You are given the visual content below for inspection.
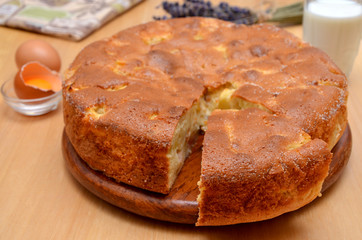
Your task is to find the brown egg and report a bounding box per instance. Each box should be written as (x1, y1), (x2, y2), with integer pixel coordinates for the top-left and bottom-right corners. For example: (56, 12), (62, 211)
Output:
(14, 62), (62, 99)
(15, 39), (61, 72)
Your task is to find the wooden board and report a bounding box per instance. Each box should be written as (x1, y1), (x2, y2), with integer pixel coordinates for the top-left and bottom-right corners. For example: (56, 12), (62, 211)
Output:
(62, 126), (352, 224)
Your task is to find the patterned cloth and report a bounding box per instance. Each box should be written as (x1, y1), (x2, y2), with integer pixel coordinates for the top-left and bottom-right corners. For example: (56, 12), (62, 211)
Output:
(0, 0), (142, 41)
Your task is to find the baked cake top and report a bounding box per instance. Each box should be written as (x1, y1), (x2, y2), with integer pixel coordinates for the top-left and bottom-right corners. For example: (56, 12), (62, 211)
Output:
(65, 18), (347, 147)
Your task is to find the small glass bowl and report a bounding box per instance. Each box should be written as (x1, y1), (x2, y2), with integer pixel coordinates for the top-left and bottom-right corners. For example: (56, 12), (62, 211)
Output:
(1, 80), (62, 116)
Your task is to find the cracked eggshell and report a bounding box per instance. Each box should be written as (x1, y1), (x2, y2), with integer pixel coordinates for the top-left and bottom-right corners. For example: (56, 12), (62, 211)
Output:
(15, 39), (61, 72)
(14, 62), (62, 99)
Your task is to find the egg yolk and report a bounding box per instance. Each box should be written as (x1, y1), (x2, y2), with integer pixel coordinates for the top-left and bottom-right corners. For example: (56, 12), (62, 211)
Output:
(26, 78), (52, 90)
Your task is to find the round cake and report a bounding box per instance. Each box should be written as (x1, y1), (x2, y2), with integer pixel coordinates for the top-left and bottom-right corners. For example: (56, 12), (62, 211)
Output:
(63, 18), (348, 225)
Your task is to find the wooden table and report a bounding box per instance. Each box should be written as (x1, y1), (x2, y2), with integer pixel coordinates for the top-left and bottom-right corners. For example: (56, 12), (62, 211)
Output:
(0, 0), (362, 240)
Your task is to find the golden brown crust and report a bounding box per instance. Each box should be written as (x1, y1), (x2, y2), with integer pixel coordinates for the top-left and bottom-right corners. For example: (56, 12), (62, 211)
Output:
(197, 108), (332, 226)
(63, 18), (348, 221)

**Challenge**: Copy the entire listing above word for word, including every line of it. Omit the picture from your copy.

**Task result**:
You are given the visual content below for inspection.
Your task is to find the brown egg and report a bounding box per instance. Each box should be written as (x1, y1), (x2, y2), with integer pixel coordinates for the top-left and bottom-right corners. For example: (56, 12), (62, 211)
Output:
(14, 62), (62, 99)
(15, 39), (61, 72)
Your task is to find the wooden board and report a bounding box per instance. Each box should be written as (x1, y1), (x2, y2), with integer pixel coordinates for the top-left and bottom-right corners. For example: (56, 12), (62, 211)
Output:
(62, 126), (352, 224)
Your task is to find the patterned cloth and report a bounding box per instance. Each box should be written as (x1, y1), (x2, y2), with integer pixel coordinates for the top-left and bottom-right corners. For example: (56, 12), (62, 211)
Output:
(0, 0), (142, 41)
Your task is to find the baked cake top and report a bounding box per instance. Each box should be written as (x1, y1), (x2, y2), with integer pixel coordinates for the top-left and bottom-right corners. For example: (56, 12), (62, 211)
Output:
(65, 18), (347, 147)
Your task is to find the small glass bowl and report a bounding box per instance. Each box should be written as (x1, y1), (x2, y2), with integer pixel coordinates for the top-left and bottom-right corners. For example: (56, 12), (62, 211)
Output:
(1, 80), (62, 116)
Your task is to find the cracked eggshell and report a bounding box per instance. Each box should be written as (x1, y1), (x2, y2), with integer pixel coordinates for the top-left and bottom-right corners. For example: (56, 12), (62, 211)
Output:
(15, 39), (61, 72)
(14, 62), (62, 99)
Your task is to find the egg yolk and report a bounding box per instance. Each box should be written as (x1, y1), (x2, y2), with integer pixel coordinates for the top-left and bottom-right corners. For example: (56, 12), (62, 211)
Output:
(26, 78), (52, 90)
Your task is to find the round cake and report a bounding box per instance. Each box should be written as (x1, y1), (x2, y2), with integer pixel coordinates for the top-left and bottom-right corners. For example: (56, 12), (62, 211)
Output:
(63, 18), (348, 225)
Your task is to find the wooden table and report a bounding box per instance. Each box should be written as (x1, y1), (x2, y2), with integer pixel coordinates for the top-left and bottom-right corners. For example: (56, 12), (62, 211)
Output:
(0, 0), (362, 240)
Your task is to find the golden brown crust and report a bounding box per instance. Each box should be written as (x1, y1), (x2, y2), with integer pixel coordinates for the top-left and bottom-right corners. For example: (56, 12), (62, 211)
Output:
(197, 108), (332, 226)
(63, 18), (348, 221)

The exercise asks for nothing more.